Source information:
........

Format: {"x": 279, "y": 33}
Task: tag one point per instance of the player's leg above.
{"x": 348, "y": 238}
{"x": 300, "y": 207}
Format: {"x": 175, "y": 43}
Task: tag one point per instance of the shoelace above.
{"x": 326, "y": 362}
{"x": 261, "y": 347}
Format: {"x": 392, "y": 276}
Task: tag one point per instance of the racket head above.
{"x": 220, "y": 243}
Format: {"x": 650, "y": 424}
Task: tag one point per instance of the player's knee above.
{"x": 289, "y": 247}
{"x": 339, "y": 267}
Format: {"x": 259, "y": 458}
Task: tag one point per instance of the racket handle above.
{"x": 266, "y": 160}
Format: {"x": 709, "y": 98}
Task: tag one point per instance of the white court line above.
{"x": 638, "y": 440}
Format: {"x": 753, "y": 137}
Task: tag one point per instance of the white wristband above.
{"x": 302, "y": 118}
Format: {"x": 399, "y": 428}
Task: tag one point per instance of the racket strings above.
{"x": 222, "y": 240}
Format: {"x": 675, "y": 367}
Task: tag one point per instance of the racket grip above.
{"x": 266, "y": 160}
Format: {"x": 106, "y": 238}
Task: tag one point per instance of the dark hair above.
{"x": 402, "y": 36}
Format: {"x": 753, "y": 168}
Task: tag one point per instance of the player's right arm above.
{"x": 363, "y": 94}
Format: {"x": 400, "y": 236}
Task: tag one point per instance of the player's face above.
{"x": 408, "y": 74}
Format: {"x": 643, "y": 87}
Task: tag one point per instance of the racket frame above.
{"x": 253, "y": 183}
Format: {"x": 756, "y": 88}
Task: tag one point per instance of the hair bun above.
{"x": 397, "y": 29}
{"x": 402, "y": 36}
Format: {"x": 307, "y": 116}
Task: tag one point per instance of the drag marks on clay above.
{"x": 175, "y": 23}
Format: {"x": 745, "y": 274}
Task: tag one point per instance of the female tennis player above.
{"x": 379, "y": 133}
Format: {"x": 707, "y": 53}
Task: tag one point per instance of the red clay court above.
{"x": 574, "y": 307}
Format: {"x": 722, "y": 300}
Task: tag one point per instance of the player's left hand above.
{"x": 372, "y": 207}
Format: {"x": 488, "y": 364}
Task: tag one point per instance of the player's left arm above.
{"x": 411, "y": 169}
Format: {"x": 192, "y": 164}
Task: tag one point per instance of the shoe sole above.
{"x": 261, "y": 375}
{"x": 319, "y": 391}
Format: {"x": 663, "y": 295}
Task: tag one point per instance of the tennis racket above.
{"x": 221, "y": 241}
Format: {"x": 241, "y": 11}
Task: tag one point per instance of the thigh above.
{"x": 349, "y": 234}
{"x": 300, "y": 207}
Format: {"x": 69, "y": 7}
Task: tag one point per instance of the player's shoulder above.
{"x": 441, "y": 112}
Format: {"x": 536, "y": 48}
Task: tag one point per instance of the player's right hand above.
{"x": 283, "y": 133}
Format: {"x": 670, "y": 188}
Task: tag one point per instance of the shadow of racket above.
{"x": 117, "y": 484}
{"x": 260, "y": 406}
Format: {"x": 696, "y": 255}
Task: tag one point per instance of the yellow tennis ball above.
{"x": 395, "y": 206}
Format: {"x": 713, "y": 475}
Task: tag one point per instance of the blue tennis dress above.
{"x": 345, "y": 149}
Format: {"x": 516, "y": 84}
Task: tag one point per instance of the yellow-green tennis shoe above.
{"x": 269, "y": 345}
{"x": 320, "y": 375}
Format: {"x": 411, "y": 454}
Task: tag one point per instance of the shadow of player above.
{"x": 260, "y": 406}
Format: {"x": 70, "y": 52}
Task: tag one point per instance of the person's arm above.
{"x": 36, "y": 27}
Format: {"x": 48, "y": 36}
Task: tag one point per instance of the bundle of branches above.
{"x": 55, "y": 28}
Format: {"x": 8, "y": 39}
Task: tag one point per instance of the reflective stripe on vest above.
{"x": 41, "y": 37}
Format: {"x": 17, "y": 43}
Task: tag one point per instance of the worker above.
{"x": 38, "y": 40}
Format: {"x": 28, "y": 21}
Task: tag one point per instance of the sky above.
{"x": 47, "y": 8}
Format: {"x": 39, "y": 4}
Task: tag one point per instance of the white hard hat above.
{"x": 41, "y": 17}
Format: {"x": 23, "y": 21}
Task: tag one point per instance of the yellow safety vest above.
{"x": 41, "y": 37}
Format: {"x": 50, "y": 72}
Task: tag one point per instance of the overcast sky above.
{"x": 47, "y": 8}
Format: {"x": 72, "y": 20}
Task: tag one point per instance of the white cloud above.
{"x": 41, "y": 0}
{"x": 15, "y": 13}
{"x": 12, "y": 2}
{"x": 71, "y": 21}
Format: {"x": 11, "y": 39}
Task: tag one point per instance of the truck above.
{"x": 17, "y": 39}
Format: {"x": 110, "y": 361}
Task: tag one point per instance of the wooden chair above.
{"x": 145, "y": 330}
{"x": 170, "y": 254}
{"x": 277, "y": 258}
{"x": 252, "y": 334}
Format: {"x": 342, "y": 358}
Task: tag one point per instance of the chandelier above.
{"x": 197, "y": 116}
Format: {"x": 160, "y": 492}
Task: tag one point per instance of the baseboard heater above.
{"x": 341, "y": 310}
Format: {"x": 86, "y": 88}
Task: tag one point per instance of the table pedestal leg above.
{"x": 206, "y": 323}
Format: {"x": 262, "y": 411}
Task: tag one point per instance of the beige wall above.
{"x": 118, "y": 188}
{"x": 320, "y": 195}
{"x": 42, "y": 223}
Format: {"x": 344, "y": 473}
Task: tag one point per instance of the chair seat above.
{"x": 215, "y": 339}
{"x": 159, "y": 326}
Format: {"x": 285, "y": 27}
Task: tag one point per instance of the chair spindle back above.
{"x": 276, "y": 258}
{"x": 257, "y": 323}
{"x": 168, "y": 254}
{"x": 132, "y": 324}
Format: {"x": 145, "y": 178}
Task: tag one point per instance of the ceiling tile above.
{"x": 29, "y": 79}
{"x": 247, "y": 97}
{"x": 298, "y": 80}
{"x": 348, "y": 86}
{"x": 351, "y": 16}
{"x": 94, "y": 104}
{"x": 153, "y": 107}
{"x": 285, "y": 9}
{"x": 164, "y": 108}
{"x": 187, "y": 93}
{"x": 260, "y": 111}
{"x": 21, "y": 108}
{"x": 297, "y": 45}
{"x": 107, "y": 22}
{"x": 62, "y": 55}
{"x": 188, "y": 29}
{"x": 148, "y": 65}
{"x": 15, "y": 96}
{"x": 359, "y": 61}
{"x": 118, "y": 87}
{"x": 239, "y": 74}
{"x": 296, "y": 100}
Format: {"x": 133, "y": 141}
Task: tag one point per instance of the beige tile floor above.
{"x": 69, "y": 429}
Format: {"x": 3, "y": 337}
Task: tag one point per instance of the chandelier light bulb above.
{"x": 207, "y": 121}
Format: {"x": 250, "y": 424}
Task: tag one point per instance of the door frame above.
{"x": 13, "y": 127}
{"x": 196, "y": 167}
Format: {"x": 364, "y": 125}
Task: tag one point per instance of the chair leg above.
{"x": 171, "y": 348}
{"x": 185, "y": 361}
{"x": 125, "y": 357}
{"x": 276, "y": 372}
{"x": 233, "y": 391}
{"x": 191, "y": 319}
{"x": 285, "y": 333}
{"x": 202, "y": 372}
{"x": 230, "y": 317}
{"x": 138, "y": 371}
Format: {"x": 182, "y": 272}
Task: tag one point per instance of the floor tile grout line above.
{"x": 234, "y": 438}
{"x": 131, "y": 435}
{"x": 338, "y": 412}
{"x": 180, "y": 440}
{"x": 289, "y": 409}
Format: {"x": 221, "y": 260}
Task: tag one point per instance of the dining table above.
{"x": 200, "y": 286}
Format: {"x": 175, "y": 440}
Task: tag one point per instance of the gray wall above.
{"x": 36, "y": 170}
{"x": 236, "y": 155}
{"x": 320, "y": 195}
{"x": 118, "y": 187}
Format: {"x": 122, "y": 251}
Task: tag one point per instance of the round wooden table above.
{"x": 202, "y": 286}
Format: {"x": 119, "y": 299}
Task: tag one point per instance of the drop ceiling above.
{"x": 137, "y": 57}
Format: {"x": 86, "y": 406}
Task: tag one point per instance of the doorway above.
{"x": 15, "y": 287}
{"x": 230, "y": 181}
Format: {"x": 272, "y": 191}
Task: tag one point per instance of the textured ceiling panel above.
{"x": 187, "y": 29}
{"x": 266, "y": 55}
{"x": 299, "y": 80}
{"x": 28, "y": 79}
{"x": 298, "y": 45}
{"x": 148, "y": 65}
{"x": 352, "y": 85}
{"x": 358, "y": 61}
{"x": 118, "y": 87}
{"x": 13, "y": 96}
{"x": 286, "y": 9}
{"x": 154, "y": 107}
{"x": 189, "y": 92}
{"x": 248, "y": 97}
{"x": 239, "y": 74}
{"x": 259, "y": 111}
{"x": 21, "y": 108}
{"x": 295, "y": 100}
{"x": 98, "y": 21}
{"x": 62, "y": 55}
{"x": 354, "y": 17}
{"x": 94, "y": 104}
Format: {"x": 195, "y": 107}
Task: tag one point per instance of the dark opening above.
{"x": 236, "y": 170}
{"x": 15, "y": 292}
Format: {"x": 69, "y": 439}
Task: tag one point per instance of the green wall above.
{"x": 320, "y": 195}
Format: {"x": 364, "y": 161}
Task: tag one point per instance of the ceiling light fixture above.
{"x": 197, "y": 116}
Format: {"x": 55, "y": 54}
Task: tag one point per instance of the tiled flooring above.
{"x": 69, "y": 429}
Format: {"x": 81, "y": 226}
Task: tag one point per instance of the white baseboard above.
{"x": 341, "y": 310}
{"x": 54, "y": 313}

........

Starting at the line that contains "Task: tag one point per instance of the white baseboard", transcribe every line through the last line of the entries above, exactly, and nothing else.

Task: tag one point per instance of the white baseboard above.
{"x": 341, "y": 310}
{"x": 54, "y": 313}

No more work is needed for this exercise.